# DATASET
** start **

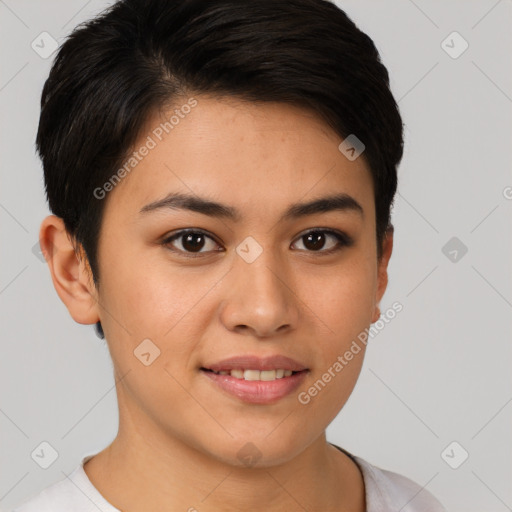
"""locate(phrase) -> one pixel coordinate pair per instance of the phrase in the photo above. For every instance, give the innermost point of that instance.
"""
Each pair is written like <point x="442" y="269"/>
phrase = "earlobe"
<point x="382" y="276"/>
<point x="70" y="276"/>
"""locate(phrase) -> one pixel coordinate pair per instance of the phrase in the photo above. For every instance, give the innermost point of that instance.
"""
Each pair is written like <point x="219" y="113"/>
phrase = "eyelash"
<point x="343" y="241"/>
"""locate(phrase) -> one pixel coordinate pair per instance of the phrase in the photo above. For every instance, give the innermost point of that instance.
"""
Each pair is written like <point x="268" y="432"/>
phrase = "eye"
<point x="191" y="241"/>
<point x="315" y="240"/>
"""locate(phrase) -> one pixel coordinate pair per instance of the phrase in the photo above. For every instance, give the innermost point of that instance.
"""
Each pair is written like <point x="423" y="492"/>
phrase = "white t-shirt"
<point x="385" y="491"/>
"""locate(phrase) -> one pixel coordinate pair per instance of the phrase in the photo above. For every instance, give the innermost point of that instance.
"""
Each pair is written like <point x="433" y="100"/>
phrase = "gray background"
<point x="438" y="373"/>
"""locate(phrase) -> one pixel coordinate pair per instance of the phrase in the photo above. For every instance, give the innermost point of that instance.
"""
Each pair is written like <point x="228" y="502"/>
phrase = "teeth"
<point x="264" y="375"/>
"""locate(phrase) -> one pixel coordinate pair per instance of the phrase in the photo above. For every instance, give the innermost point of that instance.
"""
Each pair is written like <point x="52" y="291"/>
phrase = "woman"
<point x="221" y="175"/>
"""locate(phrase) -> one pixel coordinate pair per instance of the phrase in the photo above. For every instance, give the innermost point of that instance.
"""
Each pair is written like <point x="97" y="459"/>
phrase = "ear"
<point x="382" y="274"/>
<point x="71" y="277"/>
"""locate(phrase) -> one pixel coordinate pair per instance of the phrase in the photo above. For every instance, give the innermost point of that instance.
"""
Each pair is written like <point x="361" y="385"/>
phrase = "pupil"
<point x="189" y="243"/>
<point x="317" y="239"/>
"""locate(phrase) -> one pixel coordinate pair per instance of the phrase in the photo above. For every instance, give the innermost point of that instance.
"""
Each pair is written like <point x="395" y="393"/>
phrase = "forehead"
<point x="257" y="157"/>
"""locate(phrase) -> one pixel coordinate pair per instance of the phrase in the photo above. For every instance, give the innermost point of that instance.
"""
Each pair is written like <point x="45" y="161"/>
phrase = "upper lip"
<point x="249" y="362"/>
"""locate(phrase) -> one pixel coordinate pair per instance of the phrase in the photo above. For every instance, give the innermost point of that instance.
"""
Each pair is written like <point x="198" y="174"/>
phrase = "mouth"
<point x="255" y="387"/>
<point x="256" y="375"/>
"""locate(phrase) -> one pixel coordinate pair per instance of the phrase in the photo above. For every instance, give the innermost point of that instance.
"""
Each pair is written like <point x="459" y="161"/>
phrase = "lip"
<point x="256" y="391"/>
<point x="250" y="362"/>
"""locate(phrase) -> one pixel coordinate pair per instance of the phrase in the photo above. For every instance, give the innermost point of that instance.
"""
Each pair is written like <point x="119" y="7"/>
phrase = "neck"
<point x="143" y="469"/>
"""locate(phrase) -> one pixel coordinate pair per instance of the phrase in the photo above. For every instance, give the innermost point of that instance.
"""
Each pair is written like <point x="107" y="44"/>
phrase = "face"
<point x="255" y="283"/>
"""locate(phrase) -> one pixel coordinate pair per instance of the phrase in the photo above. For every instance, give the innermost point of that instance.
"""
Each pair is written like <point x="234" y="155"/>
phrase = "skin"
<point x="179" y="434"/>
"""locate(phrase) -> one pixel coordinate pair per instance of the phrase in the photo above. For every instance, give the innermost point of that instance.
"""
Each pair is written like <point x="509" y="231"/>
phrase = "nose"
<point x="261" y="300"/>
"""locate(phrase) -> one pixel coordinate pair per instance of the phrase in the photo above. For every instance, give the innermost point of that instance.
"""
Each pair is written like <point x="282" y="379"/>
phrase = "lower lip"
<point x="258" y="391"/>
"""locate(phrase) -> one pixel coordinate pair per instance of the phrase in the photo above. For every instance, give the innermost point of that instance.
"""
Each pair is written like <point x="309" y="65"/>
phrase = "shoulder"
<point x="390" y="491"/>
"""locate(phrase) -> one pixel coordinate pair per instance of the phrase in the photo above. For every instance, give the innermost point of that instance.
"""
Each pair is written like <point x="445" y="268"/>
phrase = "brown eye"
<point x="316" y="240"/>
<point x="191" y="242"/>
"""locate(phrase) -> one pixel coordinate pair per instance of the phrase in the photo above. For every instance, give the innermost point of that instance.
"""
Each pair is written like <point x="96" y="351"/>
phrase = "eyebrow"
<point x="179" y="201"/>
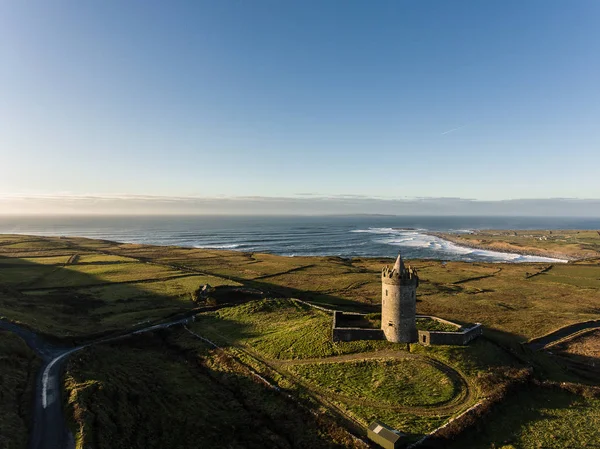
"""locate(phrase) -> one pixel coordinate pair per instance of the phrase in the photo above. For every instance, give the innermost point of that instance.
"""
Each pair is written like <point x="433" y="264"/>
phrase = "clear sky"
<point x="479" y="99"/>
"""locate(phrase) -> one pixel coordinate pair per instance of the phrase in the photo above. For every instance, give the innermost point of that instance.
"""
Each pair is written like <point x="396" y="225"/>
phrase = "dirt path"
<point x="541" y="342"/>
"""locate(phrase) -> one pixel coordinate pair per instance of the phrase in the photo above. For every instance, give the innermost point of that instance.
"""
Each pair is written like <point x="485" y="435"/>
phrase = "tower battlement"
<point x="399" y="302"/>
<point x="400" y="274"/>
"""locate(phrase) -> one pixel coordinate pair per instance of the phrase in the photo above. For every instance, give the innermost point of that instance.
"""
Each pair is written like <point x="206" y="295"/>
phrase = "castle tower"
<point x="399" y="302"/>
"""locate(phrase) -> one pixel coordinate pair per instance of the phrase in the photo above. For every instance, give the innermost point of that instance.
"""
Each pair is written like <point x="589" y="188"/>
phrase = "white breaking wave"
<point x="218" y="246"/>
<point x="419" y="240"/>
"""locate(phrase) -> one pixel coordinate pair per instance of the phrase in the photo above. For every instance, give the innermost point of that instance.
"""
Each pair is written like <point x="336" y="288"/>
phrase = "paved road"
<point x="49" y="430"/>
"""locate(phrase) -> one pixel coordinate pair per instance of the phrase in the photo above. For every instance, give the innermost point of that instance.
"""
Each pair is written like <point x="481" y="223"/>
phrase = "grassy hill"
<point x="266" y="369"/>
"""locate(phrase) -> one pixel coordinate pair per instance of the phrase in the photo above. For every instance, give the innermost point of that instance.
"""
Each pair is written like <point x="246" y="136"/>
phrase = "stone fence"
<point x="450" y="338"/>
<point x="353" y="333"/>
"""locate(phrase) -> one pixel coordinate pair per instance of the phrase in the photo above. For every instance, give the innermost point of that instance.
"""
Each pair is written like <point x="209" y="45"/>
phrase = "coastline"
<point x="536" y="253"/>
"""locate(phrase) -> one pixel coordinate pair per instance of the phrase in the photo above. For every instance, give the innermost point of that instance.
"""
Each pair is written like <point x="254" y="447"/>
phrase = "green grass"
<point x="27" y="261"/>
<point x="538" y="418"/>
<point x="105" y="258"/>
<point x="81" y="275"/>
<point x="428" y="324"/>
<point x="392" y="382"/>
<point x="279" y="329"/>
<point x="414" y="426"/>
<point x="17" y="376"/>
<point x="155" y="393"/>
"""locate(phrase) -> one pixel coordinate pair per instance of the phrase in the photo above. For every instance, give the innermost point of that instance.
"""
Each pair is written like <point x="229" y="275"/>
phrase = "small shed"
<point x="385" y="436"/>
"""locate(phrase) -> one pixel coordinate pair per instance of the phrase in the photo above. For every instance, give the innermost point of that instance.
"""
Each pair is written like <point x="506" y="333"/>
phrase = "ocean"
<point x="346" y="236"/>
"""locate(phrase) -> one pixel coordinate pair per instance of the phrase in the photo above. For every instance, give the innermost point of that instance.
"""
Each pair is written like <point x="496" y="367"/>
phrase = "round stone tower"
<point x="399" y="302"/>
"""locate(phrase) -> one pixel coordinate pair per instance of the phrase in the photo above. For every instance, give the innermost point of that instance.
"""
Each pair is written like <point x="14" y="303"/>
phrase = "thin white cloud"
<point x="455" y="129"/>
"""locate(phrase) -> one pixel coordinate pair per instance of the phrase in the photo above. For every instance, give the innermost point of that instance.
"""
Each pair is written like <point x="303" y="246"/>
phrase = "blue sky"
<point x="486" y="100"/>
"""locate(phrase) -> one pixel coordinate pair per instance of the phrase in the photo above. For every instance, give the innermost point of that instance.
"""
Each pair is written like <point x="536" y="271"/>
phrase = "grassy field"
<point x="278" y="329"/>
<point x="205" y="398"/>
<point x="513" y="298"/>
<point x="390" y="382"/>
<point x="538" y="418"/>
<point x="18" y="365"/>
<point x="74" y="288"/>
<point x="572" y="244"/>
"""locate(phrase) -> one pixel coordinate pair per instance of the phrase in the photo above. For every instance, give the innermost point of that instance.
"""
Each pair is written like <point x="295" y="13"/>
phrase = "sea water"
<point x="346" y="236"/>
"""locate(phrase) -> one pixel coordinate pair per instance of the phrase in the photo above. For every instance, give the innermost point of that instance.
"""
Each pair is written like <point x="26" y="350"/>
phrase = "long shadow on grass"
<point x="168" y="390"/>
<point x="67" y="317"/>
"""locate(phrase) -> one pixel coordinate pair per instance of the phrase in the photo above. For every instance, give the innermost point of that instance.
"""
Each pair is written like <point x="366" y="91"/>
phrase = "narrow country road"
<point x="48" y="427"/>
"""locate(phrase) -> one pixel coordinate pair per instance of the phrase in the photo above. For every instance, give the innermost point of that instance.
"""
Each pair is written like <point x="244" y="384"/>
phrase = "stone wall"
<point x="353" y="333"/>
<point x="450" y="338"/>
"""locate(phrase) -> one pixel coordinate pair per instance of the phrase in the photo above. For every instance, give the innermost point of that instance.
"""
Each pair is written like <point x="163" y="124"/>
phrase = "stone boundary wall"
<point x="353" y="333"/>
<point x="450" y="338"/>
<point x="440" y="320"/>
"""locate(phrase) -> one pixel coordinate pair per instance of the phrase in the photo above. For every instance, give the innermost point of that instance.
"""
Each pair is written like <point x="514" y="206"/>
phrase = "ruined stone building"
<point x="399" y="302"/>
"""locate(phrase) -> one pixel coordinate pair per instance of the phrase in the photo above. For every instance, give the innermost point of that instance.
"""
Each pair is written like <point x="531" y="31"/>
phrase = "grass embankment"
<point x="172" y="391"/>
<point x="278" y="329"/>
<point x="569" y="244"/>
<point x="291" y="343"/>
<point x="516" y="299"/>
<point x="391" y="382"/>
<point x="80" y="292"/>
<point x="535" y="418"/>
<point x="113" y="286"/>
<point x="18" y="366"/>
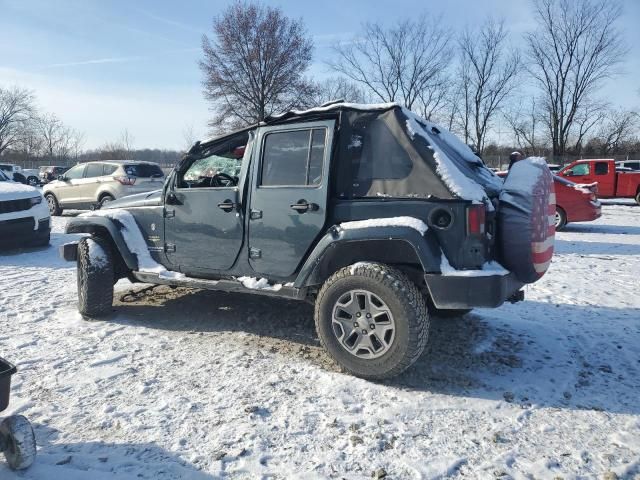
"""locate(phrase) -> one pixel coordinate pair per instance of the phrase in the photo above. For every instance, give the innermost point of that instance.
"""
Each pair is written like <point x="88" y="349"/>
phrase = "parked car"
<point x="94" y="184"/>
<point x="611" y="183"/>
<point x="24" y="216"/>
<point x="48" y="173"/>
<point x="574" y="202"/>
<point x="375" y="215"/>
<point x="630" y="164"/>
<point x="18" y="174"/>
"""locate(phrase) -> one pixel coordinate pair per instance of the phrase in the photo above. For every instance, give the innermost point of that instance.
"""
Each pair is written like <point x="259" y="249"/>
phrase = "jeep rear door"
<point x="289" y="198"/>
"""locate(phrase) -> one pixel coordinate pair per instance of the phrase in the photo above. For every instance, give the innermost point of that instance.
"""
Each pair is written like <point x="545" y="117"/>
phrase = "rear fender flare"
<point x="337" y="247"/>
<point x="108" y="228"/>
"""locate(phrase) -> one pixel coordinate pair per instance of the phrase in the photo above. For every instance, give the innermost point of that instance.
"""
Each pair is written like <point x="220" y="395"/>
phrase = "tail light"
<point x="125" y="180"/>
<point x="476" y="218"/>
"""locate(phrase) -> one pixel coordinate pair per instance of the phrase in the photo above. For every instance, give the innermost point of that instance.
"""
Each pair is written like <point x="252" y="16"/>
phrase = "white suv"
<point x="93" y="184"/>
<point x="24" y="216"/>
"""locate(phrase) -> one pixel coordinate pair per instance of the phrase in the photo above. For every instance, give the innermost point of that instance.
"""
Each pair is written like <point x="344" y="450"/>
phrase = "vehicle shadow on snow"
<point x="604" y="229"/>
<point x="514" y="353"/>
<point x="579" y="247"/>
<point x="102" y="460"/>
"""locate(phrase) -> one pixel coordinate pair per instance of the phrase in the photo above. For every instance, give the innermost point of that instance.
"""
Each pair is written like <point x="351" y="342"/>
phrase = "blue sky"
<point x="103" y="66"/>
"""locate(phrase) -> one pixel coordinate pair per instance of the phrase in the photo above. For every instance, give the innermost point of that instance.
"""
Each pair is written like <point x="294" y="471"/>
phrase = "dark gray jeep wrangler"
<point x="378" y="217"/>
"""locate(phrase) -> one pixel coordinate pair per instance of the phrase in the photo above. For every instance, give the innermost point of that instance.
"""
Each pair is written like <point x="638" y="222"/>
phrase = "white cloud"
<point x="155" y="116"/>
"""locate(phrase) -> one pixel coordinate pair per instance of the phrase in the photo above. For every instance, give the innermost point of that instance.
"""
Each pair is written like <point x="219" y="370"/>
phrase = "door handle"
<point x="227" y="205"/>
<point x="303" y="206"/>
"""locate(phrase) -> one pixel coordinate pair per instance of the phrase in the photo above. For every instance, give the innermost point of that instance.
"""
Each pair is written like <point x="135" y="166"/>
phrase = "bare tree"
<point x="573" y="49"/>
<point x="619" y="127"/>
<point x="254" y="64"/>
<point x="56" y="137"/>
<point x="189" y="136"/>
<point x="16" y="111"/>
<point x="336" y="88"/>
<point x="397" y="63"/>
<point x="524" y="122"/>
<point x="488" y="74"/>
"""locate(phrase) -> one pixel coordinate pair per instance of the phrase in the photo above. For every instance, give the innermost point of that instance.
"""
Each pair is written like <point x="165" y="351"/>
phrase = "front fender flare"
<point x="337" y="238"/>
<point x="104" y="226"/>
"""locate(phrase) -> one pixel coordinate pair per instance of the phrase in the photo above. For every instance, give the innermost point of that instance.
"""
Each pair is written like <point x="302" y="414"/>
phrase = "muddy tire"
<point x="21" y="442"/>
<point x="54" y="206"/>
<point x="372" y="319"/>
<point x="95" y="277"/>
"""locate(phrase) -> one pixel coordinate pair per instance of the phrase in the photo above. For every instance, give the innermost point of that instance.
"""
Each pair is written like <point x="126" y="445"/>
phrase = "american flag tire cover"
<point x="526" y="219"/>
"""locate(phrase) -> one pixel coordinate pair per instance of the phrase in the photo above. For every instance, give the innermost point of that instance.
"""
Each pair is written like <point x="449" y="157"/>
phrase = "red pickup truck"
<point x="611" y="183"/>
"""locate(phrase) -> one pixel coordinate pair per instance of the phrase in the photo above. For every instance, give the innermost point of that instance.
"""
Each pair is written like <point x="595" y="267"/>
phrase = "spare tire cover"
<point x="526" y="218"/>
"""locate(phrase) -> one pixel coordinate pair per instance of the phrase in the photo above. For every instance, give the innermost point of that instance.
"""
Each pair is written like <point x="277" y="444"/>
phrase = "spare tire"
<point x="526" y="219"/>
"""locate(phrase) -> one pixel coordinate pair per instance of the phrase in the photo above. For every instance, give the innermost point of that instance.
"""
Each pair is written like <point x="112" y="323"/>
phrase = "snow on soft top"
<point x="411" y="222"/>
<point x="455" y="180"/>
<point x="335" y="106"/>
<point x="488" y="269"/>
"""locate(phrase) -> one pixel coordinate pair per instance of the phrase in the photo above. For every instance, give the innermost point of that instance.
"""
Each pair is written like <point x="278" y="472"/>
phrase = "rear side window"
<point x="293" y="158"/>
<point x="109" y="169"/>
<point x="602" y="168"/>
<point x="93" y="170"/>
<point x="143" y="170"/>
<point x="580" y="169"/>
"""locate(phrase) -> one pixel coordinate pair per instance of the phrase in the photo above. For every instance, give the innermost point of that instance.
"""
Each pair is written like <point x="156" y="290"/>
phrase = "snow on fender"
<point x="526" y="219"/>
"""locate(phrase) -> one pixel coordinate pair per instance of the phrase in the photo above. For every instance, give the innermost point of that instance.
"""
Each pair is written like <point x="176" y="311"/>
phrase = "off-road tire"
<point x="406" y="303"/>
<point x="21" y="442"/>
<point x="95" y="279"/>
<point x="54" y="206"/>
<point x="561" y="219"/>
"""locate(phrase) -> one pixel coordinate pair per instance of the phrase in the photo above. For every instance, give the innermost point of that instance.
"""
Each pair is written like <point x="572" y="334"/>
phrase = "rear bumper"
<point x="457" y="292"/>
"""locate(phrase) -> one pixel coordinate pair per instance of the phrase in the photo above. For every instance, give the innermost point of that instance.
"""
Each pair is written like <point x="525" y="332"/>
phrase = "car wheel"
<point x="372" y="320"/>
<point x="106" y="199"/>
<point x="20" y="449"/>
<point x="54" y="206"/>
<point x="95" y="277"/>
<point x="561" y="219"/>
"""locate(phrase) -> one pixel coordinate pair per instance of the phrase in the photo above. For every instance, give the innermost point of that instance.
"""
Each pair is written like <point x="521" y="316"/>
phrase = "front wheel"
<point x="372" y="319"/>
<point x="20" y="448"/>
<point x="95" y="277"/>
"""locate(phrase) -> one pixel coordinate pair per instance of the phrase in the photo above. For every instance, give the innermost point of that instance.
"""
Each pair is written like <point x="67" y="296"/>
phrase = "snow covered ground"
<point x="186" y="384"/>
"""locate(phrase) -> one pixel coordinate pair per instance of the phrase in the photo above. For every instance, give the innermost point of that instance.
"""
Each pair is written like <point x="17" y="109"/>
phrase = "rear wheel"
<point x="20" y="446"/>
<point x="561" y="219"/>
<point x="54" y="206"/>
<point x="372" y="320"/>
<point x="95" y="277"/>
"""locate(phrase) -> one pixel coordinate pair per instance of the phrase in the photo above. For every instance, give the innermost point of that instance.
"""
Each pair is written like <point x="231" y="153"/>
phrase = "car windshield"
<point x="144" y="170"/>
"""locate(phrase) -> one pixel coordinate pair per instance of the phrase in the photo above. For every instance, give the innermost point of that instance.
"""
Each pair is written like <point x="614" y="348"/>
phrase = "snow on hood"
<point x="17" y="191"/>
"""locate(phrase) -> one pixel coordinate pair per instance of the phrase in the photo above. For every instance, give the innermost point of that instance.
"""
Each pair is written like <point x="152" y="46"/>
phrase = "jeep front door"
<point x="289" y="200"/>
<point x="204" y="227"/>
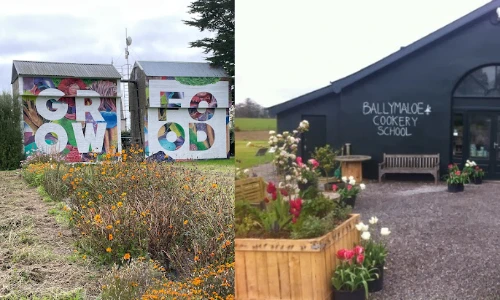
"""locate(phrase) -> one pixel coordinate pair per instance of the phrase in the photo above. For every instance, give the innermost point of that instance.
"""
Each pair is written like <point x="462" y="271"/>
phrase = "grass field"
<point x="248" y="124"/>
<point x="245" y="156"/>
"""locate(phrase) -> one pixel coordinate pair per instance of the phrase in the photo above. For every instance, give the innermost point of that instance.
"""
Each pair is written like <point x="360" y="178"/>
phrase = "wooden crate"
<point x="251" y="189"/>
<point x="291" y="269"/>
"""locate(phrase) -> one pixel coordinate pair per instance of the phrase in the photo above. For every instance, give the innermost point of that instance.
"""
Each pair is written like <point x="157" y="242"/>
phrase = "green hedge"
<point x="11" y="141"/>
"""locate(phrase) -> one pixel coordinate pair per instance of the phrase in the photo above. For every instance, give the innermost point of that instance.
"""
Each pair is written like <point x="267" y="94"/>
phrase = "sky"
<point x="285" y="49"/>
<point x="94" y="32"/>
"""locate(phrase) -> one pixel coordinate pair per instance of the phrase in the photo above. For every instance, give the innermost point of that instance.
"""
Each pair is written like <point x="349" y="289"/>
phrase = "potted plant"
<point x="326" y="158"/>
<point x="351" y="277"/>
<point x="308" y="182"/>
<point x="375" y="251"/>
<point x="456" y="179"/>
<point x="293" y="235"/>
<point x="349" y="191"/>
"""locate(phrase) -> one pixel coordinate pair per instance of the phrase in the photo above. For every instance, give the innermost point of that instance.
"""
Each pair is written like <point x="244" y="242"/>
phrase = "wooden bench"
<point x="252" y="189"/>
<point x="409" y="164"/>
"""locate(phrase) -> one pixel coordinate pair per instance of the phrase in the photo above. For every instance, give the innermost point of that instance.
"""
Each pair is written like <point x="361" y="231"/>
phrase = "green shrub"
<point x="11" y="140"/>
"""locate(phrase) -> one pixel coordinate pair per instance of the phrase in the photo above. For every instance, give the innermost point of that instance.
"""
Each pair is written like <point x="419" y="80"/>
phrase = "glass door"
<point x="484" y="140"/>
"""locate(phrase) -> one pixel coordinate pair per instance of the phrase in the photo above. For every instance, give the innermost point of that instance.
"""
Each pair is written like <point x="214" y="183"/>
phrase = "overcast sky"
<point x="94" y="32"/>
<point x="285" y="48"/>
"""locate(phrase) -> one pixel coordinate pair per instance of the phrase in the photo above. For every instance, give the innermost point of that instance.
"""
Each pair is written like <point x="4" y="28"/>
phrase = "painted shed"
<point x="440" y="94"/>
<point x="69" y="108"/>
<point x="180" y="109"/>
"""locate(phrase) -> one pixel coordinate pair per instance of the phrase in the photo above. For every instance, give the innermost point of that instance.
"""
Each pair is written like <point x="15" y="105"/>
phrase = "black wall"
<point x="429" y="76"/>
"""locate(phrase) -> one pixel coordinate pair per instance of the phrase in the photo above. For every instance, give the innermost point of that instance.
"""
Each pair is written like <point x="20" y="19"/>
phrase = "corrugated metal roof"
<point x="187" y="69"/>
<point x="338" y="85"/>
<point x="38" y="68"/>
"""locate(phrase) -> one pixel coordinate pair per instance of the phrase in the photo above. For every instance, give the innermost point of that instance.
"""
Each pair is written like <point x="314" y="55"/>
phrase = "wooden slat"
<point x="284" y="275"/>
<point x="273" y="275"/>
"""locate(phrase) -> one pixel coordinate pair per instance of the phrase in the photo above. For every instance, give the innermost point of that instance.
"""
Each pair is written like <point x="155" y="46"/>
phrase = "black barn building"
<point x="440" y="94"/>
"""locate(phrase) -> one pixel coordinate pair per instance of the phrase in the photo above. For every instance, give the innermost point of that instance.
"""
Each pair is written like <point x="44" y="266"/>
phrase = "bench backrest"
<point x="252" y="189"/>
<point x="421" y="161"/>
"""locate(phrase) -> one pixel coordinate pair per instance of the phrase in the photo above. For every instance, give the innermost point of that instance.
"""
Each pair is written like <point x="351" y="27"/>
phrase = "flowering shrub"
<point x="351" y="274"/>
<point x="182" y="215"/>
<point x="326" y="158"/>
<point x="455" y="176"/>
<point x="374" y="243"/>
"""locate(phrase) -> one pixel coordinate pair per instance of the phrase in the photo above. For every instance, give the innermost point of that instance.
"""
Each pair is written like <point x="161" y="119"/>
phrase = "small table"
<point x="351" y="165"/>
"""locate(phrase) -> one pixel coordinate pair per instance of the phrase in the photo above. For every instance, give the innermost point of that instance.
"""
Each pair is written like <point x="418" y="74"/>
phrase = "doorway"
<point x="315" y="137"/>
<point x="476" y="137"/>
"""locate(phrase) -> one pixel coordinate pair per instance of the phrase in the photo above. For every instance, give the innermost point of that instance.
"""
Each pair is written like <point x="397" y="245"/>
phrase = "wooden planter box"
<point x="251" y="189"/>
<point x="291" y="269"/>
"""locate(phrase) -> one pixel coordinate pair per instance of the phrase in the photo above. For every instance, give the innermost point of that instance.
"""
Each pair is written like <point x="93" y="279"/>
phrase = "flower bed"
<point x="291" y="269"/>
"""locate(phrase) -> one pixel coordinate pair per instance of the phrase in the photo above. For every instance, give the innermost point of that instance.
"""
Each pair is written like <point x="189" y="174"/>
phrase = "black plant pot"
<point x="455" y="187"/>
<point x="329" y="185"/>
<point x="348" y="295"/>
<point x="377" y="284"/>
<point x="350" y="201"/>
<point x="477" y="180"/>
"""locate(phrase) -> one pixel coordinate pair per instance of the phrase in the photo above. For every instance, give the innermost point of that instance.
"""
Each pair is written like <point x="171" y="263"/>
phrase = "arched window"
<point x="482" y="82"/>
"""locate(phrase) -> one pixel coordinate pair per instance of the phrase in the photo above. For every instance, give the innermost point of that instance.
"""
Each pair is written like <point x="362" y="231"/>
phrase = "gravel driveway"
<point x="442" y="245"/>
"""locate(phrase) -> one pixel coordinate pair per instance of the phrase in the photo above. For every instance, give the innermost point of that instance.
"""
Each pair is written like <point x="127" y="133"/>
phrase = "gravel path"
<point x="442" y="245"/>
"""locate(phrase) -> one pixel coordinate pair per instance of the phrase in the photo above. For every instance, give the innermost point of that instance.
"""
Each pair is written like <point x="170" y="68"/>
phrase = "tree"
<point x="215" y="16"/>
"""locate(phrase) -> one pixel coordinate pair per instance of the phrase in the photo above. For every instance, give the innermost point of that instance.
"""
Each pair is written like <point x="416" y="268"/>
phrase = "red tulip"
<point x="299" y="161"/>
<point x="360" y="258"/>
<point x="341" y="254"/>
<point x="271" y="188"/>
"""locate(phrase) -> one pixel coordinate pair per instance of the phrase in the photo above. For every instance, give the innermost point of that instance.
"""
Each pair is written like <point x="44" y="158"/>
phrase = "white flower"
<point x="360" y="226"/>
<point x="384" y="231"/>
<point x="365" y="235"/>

** end **

# EXERCISE AIM
Pull out every line of the records above that contains the word "black".

# EXERCISE RESPONSE
phrase = "black wall"
phrase = "black barn building"
phrase = "black plant pot"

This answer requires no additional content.